• **Text for analysis**:
________________________________________

2.6 Mediator MR analysis
Our mediator MR analysis was executed through a bifurcated MR technique to explore whether high cholesterol levels, chronic hepatitis B infection, or other factors mediate the causal pathway from hypothyroidism to GC outcome. Initially, the total effect of hypothyroidism on GC risk was calculated. Second, we determined the causal impact of hypothyroidism on the mediator (β1). Subsequently, the causal influence of the mediator on GC was assessed (β2). To evaluate the significance of the mediating effect (β1 × β2) and its contribution to the overall effect, we applied the delta method (13): the direct effect is equal to the total effect minus the mediated effect (Figure 1B).
2.7 Statistical analysis
All analyses were performed using TwoSampleMR (version 0.5.8) and MendelianRandomization (version 0.8.0) in R Software 4.3.2 (https://www.R-project.org), along with Storm Statistical Platform (www.medsta.cn/software). Graphics were produced using the ggplot2 package (version 3.4.4) within R. Statistical testing was performed with bidirectional significance tests, where a p-value less than 0.05 was considered to indicate statistical relevance.
3 Results
3.1 Causal association between hypothyroidism and GC risk
In this study, according to the criteria of genetic instrument selection, we ultimately identified 125 SNPs significantly associated with hypothyroidism. All the chosen SNPs exhibited F statistic values exceeding 10, which suggested that the instruments employed were of substantial strength (Supplementary Table 2). Next, two-sample MR analysis via the IVW method revealed a statistically significant association between a genetic predisposition to hypothyroidism and a decreased risk of GC (odds ratio [OR] = 0.93, 95% confidence interval [CI] = 0.89–0.98, P = 0.003, Table 1). Several sensitivity analyses were used to examine and correct for the presence of pleiotropy in causal estimates. No evidence of horizontal pleiotropy was detected (MR-Egger intercept p-value = 0.13). Additionally, Cochran’s Q-test showed no evidence of heterogeneity between these SNPs in terms of causal relationships (Figure 2). According to the Steiger test and reverse MR analysis, there was no reverse causality for genetically predicted GC risk on hypothyroidism (IVW method: p-value = 0.1, Supplementary Table 3). Thus, there is a causal relationship between the hypothyroidism and risk of GC, suggesting a protective effect of hypothyroidism.

________________________________________

• **Information shown**:
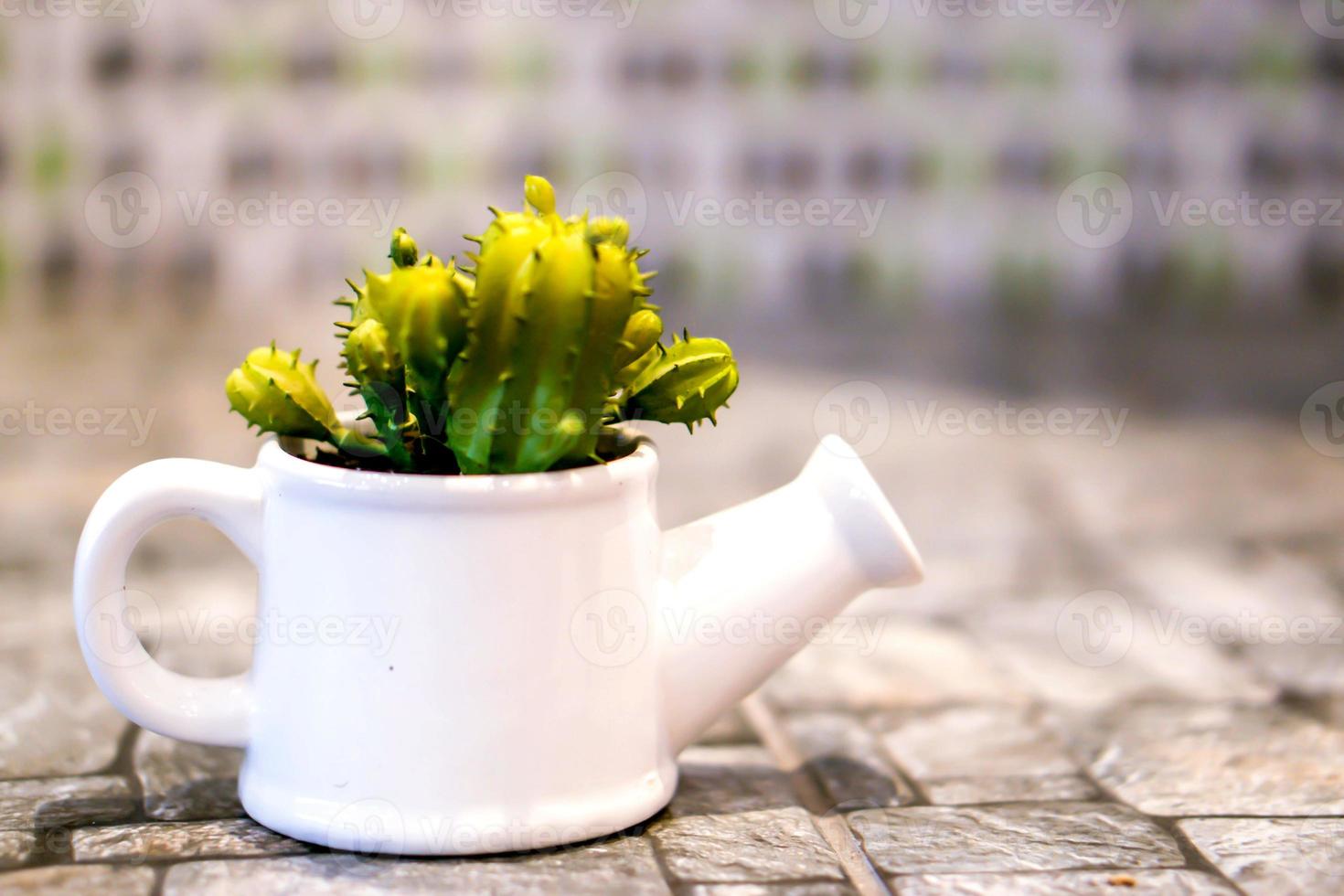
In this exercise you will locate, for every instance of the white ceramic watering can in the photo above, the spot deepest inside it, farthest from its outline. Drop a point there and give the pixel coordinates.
(453, 666)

________________________________________

• **Work task**: Write the next part of the text on hypothyroidism and gastric cancer risk, picking up after its final sentence. The material has no connection to the text about hypothyroidism and gastric cancer.

• **Answer for the task**:
Figure 2 Scatter plot and forest plot for the causal effect of hypothyroidism on GC risk. (A) Scatter plot. (B) Forest plot.
3.2 Multivariable analyses adjusting for potential confounders
In the majority of analyses involving multiple variables, adjustment for three key confounders (BMI, smoking status, and alcohol consumption) did not alter the observed relationship between hypothyroidism and GC risk. However, the link between hypothyroidism and GC risk appeared weaker when the analysis was adjusted for Helicobacter Pylori (OR=0.98, 95% CI =0.91–1.05, p-value=0.52, Figure 3). Sensitivity analysis revealed an absence of heterogeneity in the IVW and MR Egger tests within the context of multivariable MR assessments. Additionally, there was no horizontal pleiotropy in the MVMR analysis.
Figure 3 Forest plot of the MVMR analysis. The direct causal effect of hypothyroidism on GC risk was determined by adjusting for traits such as BMI, smoking status, alcohol consumption, and Helicobacter Pylori infection status.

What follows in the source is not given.